_EXERCISE DESCRIPTION_.
Word for word, reproduce the records that follow.

GIVEN DATA Block Start

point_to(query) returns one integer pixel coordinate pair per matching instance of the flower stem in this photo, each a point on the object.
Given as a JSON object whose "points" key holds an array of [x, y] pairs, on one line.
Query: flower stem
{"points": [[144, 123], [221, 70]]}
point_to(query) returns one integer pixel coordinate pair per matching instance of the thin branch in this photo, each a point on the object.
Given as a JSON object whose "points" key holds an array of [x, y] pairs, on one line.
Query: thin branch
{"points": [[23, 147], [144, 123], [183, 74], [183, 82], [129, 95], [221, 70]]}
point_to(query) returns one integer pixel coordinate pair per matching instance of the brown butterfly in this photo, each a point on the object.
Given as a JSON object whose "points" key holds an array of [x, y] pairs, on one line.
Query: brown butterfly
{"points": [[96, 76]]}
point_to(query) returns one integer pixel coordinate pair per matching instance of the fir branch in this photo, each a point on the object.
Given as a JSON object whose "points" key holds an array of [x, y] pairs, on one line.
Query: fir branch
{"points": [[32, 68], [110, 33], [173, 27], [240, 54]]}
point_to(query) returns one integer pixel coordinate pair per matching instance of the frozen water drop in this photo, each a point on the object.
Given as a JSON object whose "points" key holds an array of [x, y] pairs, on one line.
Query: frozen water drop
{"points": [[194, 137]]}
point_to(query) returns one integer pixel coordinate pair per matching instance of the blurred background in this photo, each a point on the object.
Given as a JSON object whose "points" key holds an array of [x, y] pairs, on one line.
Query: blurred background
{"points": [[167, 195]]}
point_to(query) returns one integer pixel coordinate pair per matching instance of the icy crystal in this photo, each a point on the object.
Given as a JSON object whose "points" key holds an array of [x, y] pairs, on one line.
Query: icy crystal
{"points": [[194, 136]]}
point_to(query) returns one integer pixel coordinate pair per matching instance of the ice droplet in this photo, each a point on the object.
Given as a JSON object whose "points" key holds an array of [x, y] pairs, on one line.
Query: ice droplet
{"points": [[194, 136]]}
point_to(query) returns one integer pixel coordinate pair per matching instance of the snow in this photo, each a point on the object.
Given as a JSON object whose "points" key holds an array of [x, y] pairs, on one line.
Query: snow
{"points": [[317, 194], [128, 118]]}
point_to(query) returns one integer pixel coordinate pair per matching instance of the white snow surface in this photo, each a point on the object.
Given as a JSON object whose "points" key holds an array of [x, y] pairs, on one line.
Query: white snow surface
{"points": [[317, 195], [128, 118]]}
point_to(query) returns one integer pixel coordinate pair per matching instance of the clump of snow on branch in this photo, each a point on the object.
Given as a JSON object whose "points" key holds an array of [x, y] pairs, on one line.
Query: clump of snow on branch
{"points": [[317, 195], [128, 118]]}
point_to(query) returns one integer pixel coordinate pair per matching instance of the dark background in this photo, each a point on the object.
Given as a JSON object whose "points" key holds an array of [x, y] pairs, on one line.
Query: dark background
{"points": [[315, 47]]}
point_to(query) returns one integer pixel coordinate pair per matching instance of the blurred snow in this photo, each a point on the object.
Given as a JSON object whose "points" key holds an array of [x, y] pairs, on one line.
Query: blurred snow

GIVEN DATA Block End

_TASK OUTPUT_.
point_to(query) returns one integer pixel coordinate pair per matching instance of the flower stem in this photo, each a point on the object.
Given as a JSON object whose "points" key holds an array of [x, y] pairs, on one line.
Query: flower stem
{"points": [[144, 123], [221, 70]]}
point_to(query) returns one integer pixel coordinate pair per matching instance of the thin branch in this photo, each a point on the object.
Given as a JSON object whose "points" key holds an array of [x, y] pairs, on one line.
Query: thin branch
{"points": [[23, 147], [144, 123], [183, 74], [183, 82], [129, 95], [221, 70]]}
point_to(query) returns one integer pixel coordinate pair per matching instance of the brown butterfly in this photo, each a point on the object.
Given as a JSON object whose "points" key holds an array of [x, y] pairs, on one line.
Query: brown butterfly
{"points": [[96, 76]]}
point_to(query) returns one integer pixel coordinate pair per matching instance of the fir branch in this photo, each a point on the object.
Given as a JSON object whose "points" key holds an array of [x, y] pairs, on one line.
Query: fir branch
{"points": [[32, 68], [110, 33], [173, 27], [240, 54]]}
point_to(query) returns one integer pixel coordinate pair per matching instance of the frozen water drop in this photo, each a point on the object.
Given as a JSON object whose "points" key holds an array of [x, y] pairs, on one line.
Query: frozen water drop
{"points": [[194, 137]]}
point_to(query) returns one integer pixel coordinate pair per matching instance of the blurred background in this photo, each a point on the object.
Given as a JSON object whose "points" key holds an array of [x, y] pairs, on one line.
Query: blurred background
{"points": [[167, 195]]}
point_to(query) returns one integer pixel coordinate pair per matching instance of the icy crystal in this photo, each a point on the object.
Given as a JSON object whose "points" key holds an array of [x, y] pairs, on one line.
Query: icy crystal
{"points": [[194, 136]]}
point_to(query) returns one integer pixel coordinate pair per matching instance of the ice droplet in this photo, each a point on the object.
Given as a JSON object whose "points" key holds an array of [x, y] pairs, on one line.
Query: ice droplet
{"points": [[194, 136]]}
point_to(query) returns one integer pixel coordinate pair per matching instance of the snow in this photo, each a point on the object.
Given as a JSON object whose "points" key holds an array of [x, y] pairs, on one line.
Query: snow
{"points": [[317, 194], [128, 118]]}
point_to(query) returns one integer pixel coordinate pair per matching instance of the white snow surface in this photo, each a point on the object.
Given as a JSON object whose "points" key holds an array of [x, y] pairs, on one line.
Query: white snow surface
{"points": [[317, 195], [128, 118]]}
point_to(query) returns one integer pixel coordinate pair per matching instance of the clump of snow on branch in this photo, each a point on the object.
Given as a JSON object whose "points" key holds an array of [x, y] pairs, on one line.
Query: clump of snow on branch
{"points": [[317, 195], [128, 118]]}
point_to(query) returns one integer pixel coordinate pair per matching instance of the dark background in this photo, each a point on the object.
Given as a JSON object whose "points" key holds an array of [x, y] pairs, on one line.
Query: dark background
{"points": [[315, 47]]}
point_to(query) returns one integer pixel coordinate pair per matching instance of the blurred snow in this photo, each a point on the object.
Given as a JSON object whose "points" key holds an array of [x, y] pairs, on one line.
Query: blurred snow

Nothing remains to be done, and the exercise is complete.